▶ Objetivo del ejercicio:
Prolonga el artículo sobre el miedo ante el rumbo de la crisis a partir de su última oración.

Hace unos días ya estaba inquieta por el camino que están tomando los acontecimientos en los últimos meses -o años más bien-, pero he de reconocer que ya no estoy inquieta, ni estoy asustada, no, para nada, ahora tengo miedo, puro, duro y llano miedo.
¿Qué nos espera al final de esta senda? En los últimos días me he hartado a leer en diversos canales eso de que, en todas las crisis, se ha seguido el mismo camino para recuperar la calma. ¿Cuál es ese camino? Muy sencillo, la primera etapa la tenemos clara, pues vivimos en ella desde hace unos años -aunque se haya intensificado su notoriedad en el último año-, y aunque no se sabe con certeza hasta cuando estaremos estancados en esta crisis, la que le sigue -remitiéndonos a la herencia histórica de este planeta- no es mejor.

[Registros de anotación de coordenadas]
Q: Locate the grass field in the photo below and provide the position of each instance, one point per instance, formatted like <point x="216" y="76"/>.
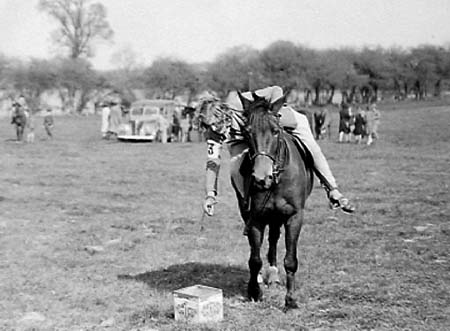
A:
<point x="95" y="235"/>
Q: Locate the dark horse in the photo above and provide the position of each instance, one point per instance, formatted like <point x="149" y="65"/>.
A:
<point x="280" y="184"/>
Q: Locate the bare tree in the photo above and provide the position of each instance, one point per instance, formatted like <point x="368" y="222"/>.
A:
<point x="81" y="24"/>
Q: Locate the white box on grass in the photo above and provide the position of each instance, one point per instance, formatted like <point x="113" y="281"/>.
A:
<point x="198" y="304"/>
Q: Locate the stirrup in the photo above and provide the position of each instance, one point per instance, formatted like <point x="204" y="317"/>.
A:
<point x="343" y="204"/>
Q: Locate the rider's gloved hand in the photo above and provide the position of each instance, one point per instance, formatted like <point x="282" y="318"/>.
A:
<point x="208" y="204"/>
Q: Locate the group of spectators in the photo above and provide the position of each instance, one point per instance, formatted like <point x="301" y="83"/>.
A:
<point x="23" y="120"/>
<point x="359" y="123"/>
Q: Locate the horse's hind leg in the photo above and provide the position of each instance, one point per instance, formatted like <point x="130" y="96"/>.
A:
<point x="255" y="237"/>
<point x="272" y="274"/>
<point x="293" y="227"/>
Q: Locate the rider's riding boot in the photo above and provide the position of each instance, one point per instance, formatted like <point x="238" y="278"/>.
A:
<point x="337" y="201"/>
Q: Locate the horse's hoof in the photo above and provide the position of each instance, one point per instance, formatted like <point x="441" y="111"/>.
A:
<point x="272" y="276"/>
<point x="255" y="294"/>
<point x="290" y="303"/>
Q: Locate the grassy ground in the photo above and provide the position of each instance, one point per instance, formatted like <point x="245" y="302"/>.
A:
<point x="95" y="235"/>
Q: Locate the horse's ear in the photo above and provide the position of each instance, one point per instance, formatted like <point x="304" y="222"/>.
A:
<point x="277" y="104"/>
<point x="245" y="102"/>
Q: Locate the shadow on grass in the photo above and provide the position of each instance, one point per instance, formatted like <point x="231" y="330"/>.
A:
<point x="231" y="279"/>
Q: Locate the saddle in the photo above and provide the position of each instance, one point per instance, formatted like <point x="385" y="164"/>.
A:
<point x="246" y="165"/>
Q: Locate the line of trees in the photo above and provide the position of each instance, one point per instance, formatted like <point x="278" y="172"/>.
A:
<point x="359" y="74"/>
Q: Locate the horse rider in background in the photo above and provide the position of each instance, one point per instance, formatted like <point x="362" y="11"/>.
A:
<point x="224" y="125"/>
<point x="373" y="121"/>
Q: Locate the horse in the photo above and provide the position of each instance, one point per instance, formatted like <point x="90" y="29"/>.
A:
<point x="19" y="119"/>
<point x="322" y="123"/>
<point x="278" y="182"/>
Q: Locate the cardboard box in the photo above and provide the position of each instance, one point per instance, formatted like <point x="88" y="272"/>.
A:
<point x="198" y="304"/>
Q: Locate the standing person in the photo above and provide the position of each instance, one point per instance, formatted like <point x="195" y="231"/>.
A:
<point x="360" y="125"/>
<point x="115" y="116"/>
<point x="373" y="121"/>
<point x="19" y="119"/>
<point x="30" y="128"/>
<point x="185" y="126"/>
<point x="49" y="123"/>
<point x="105" y="120"/>
<point x="345" y="121"/>
<point x="225" y="124"/>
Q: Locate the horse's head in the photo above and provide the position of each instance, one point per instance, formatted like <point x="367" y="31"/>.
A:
<point x="263" y="136"/>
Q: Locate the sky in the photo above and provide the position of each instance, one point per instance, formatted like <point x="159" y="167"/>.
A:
<point x="199" y="30"/>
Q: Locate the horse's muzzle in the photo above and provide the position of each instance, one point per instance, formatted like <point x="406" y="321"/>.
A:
<point x="263" y="183"/>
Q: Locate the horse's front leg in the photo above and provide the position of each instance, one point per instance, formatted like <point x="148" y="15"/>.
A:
<point x="293" y="227"/>
<point x="272" y="274"/>
<point x="255" y="236"/>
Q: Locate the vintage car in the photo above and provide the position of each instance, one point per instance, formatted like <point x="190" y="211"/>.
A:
<point x="150" y="120"/>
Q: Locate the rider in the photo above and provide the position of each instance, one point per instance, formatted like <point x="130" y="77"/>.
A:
<point x="224" y="126"/>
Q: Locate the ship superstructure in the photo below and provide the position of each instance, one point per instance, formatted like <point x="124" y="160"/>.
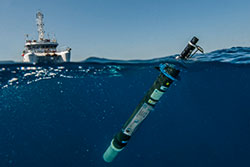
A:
<point x="44" y="50"/>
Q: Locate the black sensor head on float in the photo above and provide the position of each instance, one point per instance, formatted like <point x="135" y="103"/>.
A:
<point x="191" y="46"/>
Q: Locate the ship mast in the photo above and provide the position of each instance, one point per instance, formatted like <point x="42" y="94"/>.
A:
<point x="40" y="25"/>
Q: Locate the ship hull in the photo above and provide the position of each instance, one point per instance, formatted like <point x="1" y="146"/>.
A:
<point x="57" y="57"/>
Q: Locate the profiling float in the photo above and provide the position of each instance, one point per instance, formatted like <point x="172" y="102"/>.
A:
<point x="168" y="74"/>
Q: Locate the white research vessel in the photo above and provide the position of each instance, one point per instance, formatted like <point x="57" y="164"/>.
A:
<point x="44" y="50"/>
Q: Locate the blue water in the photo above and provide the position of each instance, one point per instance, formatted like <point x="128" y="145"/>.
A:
<point x="66" y="115"/>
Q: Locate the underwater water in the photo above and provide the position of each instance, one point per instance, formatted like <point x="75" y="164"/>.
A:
<point x="66" y="115"/>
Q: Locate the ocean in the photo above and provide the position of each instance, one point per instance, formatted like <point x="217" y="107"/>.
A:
<point x="65" y="115"/>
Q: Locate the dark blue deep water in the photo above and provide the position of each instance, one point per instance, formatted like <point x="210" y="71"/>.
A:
<point x="66" y="115"/>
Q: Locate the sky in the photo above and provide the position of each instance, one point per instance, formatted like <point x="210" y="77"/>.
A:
<point x="125" y="29"/>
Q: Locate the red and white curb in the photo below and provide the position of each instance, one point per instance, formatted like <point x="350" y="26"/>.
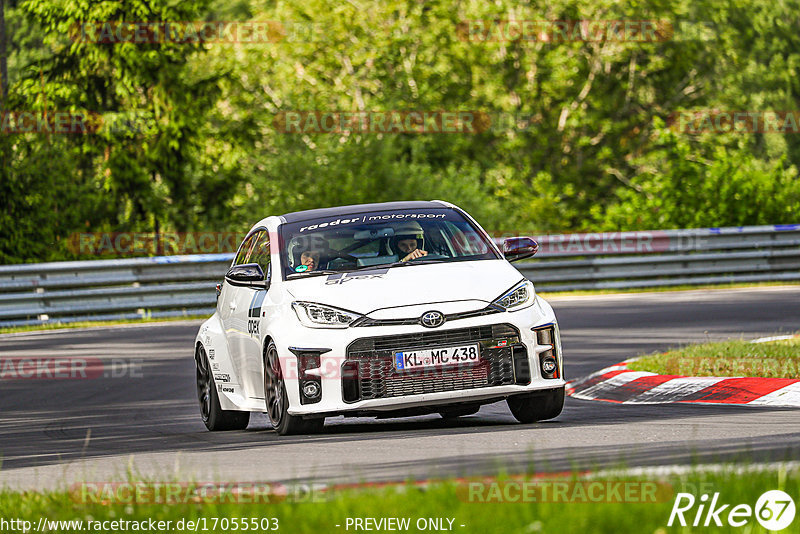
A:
<point x="621" y="385"/>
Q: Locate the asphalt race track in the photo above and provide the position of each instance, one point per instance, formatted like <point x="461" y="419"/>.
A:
<point x="56" y="432"/>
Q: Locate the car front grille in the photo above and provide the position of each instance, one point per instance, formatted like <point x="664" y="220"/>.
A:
<point x="369" y="371"/>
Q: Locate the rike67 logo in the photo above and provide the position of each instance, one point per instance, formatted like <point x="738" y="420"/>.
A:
<point x="774" y="510"/>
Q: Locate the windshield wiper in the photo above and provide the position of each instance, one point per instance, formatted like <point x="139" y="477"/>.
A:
<point x="402" y="264"/>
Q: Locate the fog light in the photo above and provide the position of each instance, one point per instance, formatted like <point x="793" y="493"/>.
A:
<point x="311" y="389"/>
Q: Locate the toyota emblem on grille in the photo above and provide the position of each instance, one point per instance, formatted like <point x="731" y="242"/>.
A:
<point x="432" y="319"/>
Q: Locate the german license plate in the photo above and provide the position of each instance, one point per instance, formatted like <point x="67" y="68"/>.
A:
<point x="408" y="360"/>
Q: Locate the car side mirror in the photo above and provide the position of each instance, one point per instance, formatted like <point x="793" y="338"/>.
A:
<point x="519" y="248"/>
<point x="248" y="275"/>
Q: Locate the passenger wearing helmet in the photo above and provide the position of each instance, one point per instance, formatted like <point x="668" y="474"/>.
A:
<point x="409" y="241"/>
<point x="310" y="258"/>
<point x="310" y="253"/>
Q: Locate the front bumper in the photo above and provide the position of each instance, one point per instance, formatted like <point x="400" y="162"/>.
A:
<point x="359" y="359"/>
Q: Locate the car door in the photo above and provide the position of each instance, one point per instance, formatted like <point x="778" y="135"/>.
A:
<point x="256" y="310"/>
<point x="233" y="307"/>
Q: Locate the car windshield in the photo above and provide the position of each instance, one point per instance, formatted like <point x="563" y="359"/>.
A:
<point x="380" y="239"/>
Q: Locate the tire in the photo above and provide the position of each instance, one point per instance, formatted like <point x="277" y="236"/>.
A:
<point x="458" y="411"/>
<point x="538" y="406"/>
<point x="214" y="417"/>
<point x="277" y="402"/>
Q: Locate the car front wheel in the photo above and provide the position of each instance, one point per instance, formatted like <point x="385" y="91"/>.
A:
<point x="537" y="406"/>
<point x="278" y="402"/>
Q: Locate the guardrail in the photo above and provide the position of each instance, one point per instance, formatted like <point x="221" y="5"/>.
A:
<point x="184" y="285"/>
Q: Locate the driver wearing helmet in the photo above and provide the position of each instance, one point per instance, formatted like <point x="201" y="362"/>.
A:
<point x="409" y="241"/>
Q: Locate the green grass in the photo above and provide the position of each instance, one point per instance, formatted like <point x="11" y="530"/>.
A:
<point x="88" y="324"/>
<point x="775" y="359"/>
<point x="440" y="500"/>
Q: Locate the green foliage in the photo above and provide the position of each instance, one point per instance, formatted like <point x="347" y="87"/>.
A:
<point x="595" y="153"/>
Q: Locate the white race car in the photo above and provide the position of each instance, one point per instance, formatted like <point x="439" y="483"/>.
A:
<point x="388" y="310"/>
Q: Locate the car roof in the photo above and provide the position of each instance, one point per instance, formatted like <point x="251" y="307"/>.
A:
<point x="298" y="216"/>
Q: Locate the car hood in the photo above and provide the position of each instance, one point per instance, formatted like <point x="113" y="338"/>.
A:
<point x="468" y="285"/>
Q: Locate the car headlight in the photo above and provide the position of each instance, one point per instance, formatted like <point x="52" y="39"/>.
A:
<point x="518" y="297"/>
<point x="319" y="316"/>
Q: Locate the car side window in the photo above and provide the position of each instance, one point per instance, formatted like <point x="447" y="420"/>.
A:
<point x="260" y="252"/>
<point x="245" y="250"/>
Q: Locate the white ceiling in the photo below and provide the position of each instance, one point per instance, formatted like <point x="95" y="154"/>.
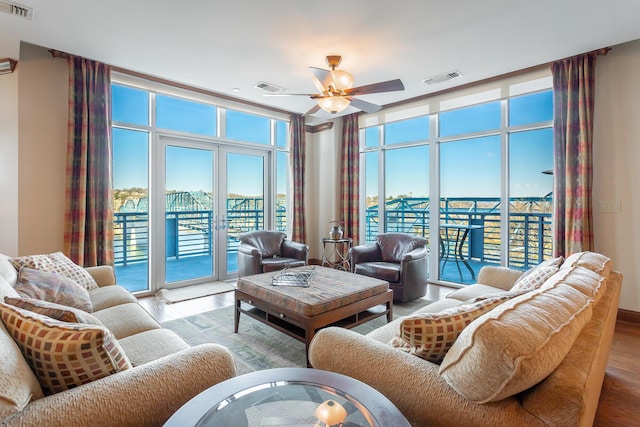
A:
<point x="220" y="46"/>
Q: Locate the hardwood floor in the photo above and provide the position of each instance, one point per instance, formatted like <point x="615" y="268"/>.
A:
<point x="620" y="398"/>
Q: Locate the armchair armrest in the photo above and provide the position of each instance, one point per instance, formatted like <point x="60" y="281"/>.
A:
<point x="415" y="254"/>
<point x="247" y="249"/>
<point x="146" y="395"/>
<point x="104" y="275"/>
<point x="295" y="250"/>
<point x="365" y="253"/>
<point x="499" y="277"/>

▶ Respuesta a continuación:
La siguiente etapa del camino siempre ha sido una guerra -ya fuera dentro o fuera del propio país-. Con tan sólo escribirlo un escalofrío me recorre la espalda, y es que es algo muy grave el simple hecho de planteárselo como posible
La última etapa del camino es la prosperidad, pero perdonadme si se me antoja muy lejana. Prosperidad, ¿qué es realmente la prosperidad a la que aspiramos tras la revolución? ¿Tener oportunidad de tener un trabajo digno, un techo bajo el que cobijarse y un plato caliente -o frío, no hay que ponerse quisquilloso- que llevarse a la boca al menos 3 veces al día? ¿Poder disfrutar de los derechos -e igualmente de los deberes- por los que lucharon los que nos precedieron? ¿Tener un gobierno democrático en su más literal significado? ¿De qué prosperidad hablamos, de la nuestra, como pueblo, o de la suya, como oligarquía? Me asusta que mi sobrino no tenga un futuro, pero me asusta más aún que no tenga un presente.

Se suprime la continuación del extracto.